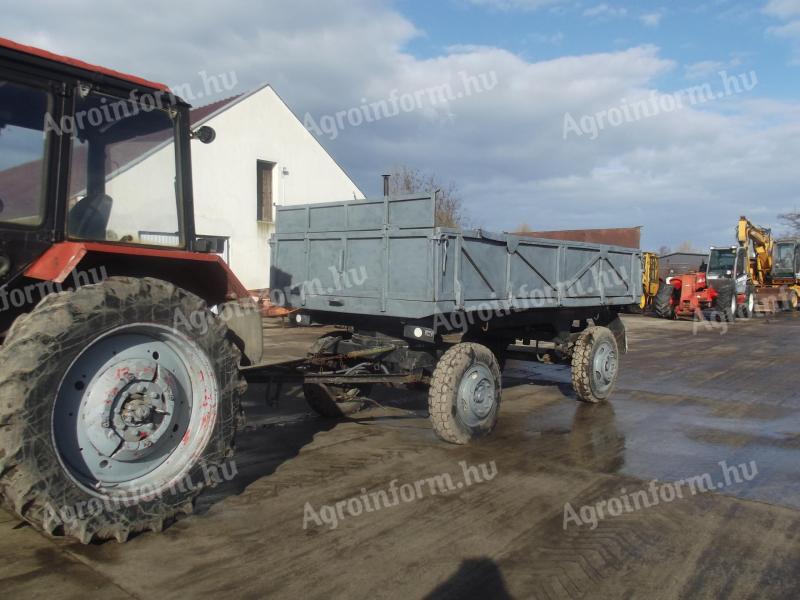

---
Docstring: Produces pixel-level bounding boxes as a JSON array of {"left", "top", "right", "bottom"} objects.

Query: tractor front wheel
[
  {"left": 653, "top": 283, "right": 676, "bottom": 319},
  {"left": 712, "top": 282, "right": 737, "bottom": 323},
  {"left": 0, "top": 277, "right": 245, "bottom": 543}
]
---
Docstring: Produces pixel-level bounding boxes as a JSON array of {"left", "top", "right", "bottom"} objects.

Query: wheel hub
[
  {"left": 592, "top": 341, "right": 617, "bottom": 392},
  {"left": 53, "top": 324, "right": 219, "bottom": 497},
  {"left": 458, "top": 364, "right": 496, "bottom": 426},
  {"left": 83, "top": 358, "right": 179, "bottom": 464}
]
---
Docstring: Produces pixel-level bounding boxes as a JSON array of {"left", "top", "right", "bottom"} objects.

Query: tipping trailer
[{"left": 270, "top": 194, "right": 641, "bottom": 444}]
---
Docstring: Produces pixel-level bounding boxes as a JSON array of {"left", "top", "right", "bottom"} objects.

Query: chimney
[{"left": 382, "top": 174, "right": 390, "bottom": 197}]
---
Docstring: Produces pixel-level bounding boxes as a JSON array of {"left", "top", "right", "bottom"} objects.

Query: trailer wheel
[
  {"left": 571, "top": 326, "right": 619, "bottom": 403},
  {"left": 0, "top": 277, "right": 244, "bottom": 544},
  {"left": 653, "top": 284, "right": 676, "bottom": 319},
  {"left": 428, "top": 343, "right": 501, "bottom": 444},
  {"left": 712, "top": 282, "right": 737, "bottom": 322},
  {"left": 303, "top": 383, "right": 367, "bottom": 417}
]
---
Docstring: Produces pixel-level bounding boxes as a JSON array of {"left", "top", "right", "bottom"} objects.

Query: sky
[{"left": 4, "top": 0, "right": 800, "bottom": 251}]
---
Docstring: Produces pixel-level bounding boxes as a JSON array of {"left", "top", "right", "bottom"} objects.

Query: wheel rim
[
  {"left": 731, "top": 294, "right": 737, "bottom": 316},
  {"left": 457, "top": 363, "right": 496, "bottom": 427},
  {"left": 747, "top": 293, "right": 754, "bottom": 314},
  {"left": 591, "top": 340, "right": 618, "bottom": 395},
  {"left": 52, "top": 323, "right": 218, "bottom": 499}
]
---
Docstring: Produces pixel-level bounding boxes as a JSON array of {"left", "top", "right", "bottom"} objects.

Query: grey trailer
[{"left": 270, "top": 194, "right": 640, "bottom": 444}]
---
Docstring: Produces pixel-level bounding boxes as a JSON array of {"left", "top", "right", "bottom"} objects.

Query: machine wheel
[
  {"left": 571, "top": 326, "right": 619, "bottom": 403},
  {"left": 738, "top": 286, "right": 755, "bottom": 319},
  {"left": 780, "top": 290, "right": 799, "bottom": 312},
  {"left": 428, "top": 343, "right": 501, "bottom": 444},
  {"left": 712, "top": 282, "right": 737, "bottom": 322},
  {"left": 0, "top": 277, "right": 245, "bottom": 544},
  {"left": 653, "top": 284, "right": 676, "bottom": 319},
  {"left": 303, "top": 383, "right": 368, "bottom": 417}
]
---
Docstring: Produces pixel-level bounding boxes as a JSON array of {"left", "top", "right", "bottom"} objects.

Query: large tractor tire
[
  {"left": 712, "top": 281, "right": 737, "bottom": 323},
  {"left": 653, "top": 284, "right": 676, "bottom": 319},
  {"left": 571, "top": 326, "right": 619, "bottom": 403},
  {"left": 428, "top": 342, "right": 501, "bottom": 445},
  {"left": 0, "top": 277, "right": 245, "bottom": 543}
]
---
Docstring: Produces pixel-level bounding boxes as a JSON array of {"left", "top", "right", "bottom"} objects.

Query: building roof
[{"left": 515, "top": 226, "right": 642, "bottom": 249}]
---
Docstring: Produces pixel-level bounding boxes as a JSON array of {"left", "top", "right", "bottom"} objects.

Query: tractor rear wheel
[
  {"left": 653, "top": 283, "right": 676, "bottom": 319},
  {"left": 0, "top": 277, "right": 245, "bottom": 543},
  {"left": 712, "top": 282, "right": 737, "bottom": 323}
]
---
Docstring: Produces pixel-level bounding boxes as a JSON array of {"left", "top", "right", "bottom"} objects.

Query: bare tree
[
  {"left": 658, "top": 245, "right": 671, "bottom": 256},
  {"left": 386, "top": 165, "right": 467, "bottom": 228},
  {"left": 675, "top": 240, "right": 700, "bottom": 253},
  {"left": 517, "top": 222, "right": 533, "bottom": 233},
  {"left": 778, "top": 210, "right": 800, "bottom": 236}
]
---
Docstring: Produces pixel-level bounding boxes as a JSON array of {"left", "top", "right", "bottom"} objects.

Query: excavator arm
[{"left": 738, "top": 216, "right": 773, "bottom": 287}]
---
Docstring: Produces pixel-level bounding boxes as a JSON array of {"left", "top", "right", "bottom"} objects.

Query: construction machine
[
  {"left": 653, "top": 216, "right": 769, "bottom": 322},
  {"left": 639, "top": 251, "right": 660, "bottom": 310},
  {"left": 767, "top": 238, "right": 800, "bottom": 310}
]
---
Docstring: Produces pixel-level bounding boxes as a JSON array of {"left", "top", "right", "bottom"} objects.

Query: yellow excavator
[
  {"left": 769, "top": 238, "right": 800, "bottom": 310},
  {"left": 639, "top": 252, "right": 660, "bottom": 310},
  {"left": 733, "top": 216, "right": 798, "bottom": 312}
]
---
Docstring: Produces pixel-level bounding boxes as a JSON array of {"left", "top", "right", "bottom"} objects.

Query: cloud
[
  {"left": 639, "top": 11, "right": 664, "bottom": 27},
  {"left": 2, "top": 0, "right": 799, "bottom": 250},
  {"left": 764, "top": 0, "right": 800, "bottom": 62},
  {"left": 684, "top": 55, "right": 744, "bottom": 79},
  {"left": 527, "top": 31, "right": 565, "bottom": 45},
  {"left": 763, "top": 0, "right": 800, "bottom": 18},
  {"left": 582, "top": 4, "right": 627, "bottom": 18}
]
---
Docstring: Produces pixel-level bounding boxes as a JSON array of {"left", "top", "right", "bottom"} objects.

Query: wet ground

* [AIM OF THE EXERCISE] Although the entries contain pictures, copy everything else in them exactly.

* [SOLUTION TO THE EXERCISE]
---
Docstring: Produces pixel-level bounding boxes as a JSON array of {"left", "top", "right", "bottom"} objects.

Query: tractor front wheel
[
  {"left": 653, "top": 283, "right": 676, "bottom": 319},
  {"left": 712, "top": 282, "right": 737, "bottom": 323},
  {"left": 0, "top": 277, "right": 245, "bottom": 543}
]
---
Docstring: Produces pixel-level bounding boxes as a JSON array of {"left", "top", "right", "bottom"} objects.

Query: wheel hub
[
  {"left": 592, "top": 341, "right": 617, "bottom": 392},
  {"left": 53, "top": 324, "right": 219, "bottom": 497},
  {"left": 458, "top": 364, "right": 496, "bottom": 426},
  {"left": 83, "top": 358, "right": 179, "bottom": 464}
]
---
Docstring: Produces pixel-level bounding boxes as a JSON array of {"left", "top", "right", "bottom"} objects.

Query: tipping trailer
[{"left": 270, "top": 194, "right": 641, "bottom": 444}]
---
Docstring: Produces pixel-level bounding boxes as a JSON array of {"left", "top", "right", "bottom"} objects.

Query: chimney
[{"left": 382, "top": 174, "right": 390, "bottom": 197}]
---
Docstring: Produces pixel-level bounding boxes as a JSON array of {"left", "top", "right", "bottom"} objects.

Query: trailer wheel
[
  {"left": 571, "top": 326, "right": 619, "bottom": 403},
  {"left": 0, "top": 277, "right": 244, "bottom": 544},
  {"left": 653, "top": 284, "right": 676, "bottom": 319},
  {"left": 428, "top": 343, "right": 501, "bottom": 444},
  {"left": 712, "top": 282, "right": 737, "bottom": 322},
  {"left": 303, "top": 383, "right": 367, "bottom": 417}
]
---
Docstring: Produces pixel-level bounding boxes as a JSON array of {"left", "top", "right", "bottom"} objects.

Query: sky
[{"left": 4, "top": 0, "right": 800, "bottom": 251}]
---
Docstring: Produces pixel-level bounding boxes as a JSON array of {"left", "top", "right", "bottom"} objects.

Query: wheel rim
[
  {"left": 731, "top": 294, "right": 737, "bottom": 316},
  {"left": 457, "top": 363, "right": 496, "bottom": 427},
  {"left": 747, "top": 293, "right": 754, "bottom": 314},
  {"left": 591, "top": 340, "right": 618, "bottom": 395},
  {"left": 52, "top": 323, "right": 218, "bottom": 499}
]
---
Docstring: Produces pixel-level bounding boxes as a JSON array of {"left", "top", "right", "bottom"} objects.

Query: grey trailer
[{"left": 270, "top": 194, "right": 640, "bottom": 444}]
---
Docstring: Produces pixel-level bounding boxes as a JSON array of {"left", "top", "right", "bottom"} objects.

Query: machine wheel
[
  {"left": 571, "top": 326, "right": 619, "bottom": 403},
  {"left": 738, "top": 286, "right": 755, "bottom": 319},
  {"left": 780, "top": 290, "right": 799, "bottom": 312},
  {"left": 428, "top": 343, "right": 501, "bottom": 444},
  {"left": 712, "top": 282, "right": 737, "bottom": 322},
  {"left": 0, "top": 277, "right": 245, "bottom": 544},
  {"left": 653, "top": 284, "right": 676, "bottom": 319},
  {"left": 303, "top": 383, "right": 368, "bottom": 417}
]
---
Docstring: Produces pixel-level bounding boxes as a JSON array of {"left", "top", "right", "bottom"} objects.

Query: large tractor tire
[
  {"left": 712, "top": 281, "right": 737, "bottom": 323},
  {"left": 653, "top": 284, "right": 676, "bottom": 319},
  {"left": 571, "top": 326, "right": 619, "bottom": 403},
  {"left": 428, "top": 342, "right": 501, "bottom": 445},
  {"left": 0, "top": 277, "right": 245, "bottom": 543}
]
---
Docstring: Produces pixel-level bounding boxes as a JSON array of {"left", "top", "right", "bottom"} objects.

Query: building roof
[{"left": 515, "top": 226, "right": 642, "bottom": 249}]
---
Docstring: Produces pixel-level bounding boxes as a JSON array of {"left", "top", "right", "bottom"} objects.

Query: tractor rear wheel
[
  {"left": 653, "top": 283, "right": 676, "bottom": 319},
  {"left": 0, "top": 277, "right": 245, "bottom": 543},
  {"left": 712, "top": 282, "right": 737, "bottom": 323}
]
---
Docstring: Produces pixel-level bounding boxes as a JSON array of {"left", "top", "right", "bottom"} objects.

Query: bare tree
[
  {"left": 658, "top": 245, "right": 671, "bottom": 256},
  {"left": 386, "top": 165, "right": 467, "bottom": 228},
  {"left": 675, "top": 240, "right": 700, "bottom": 253},
  {"left": 517, "top": 222, "right": 533, "bottom": 233},
  {"left": 778, "top": 210, "right": 800, "bottom": 236}
]
---
Docstring: Produces pixel-level bounding boxes as a JSON array of {"left", "top", "right", "bottom"} objects.

Query: excavator arm
[{"left": 738, "top": 216, "right": 773, "bottom": 287}]
---
Docstring: Produces pixel-level bounding boxes as a JSON array of {"left", "top", "right", "bottom"} objects.

Query: construction machine
[
  {"left": 653, "top": 216, "right": 769, "bottom": 322},
  {"left": 639, "top": 251, "right": 660, "bottom": 310},
  {"left": 767, "top": 238, "right": 800, "bottom": 310}
]
---
Docstring: Produces pixel-level bounding boxes as a JSON array of {"left", "top", "right", "bottom"} objects.

Query: yellow excavator
[
  {"left": 769, "top": 238, "right": 800, "bottom": 310},
  {"left": 639, "top": 252, "right": 660, "bottom": 310},
  {"left": 733, "top": 216, "right": 798, "bottom": 312}
]
---
Docstring: Produces pixel-level bounding boxes as a JSON array of {"left", "top", "right", "bottom"} objects.

Query: cloud
[
  {"left": 639, "top": 11, "right": 664, "bottom": 27},
  {"left": 2, "top": 0, "right": 799, "bottom": 250},
  {"left": 764, "top": 0, "right": 800, "bottom": 62},
  {"left": 684, "top": 55, "right": 744, "bottom": 79},
  {"left": 527, "top": 31, "right": 565, "bottom": 45},
  {"left": 763, "top": 0, "right": 800, "bottom": 18},
  {"left": 582, "top": 4, "right": 627, "bottom": 18}
]
---
Docstring: Produces pixel-level bounding boxes as a JSON array of {"left", "top", "right", "bottom"} objects.

Query: wet ground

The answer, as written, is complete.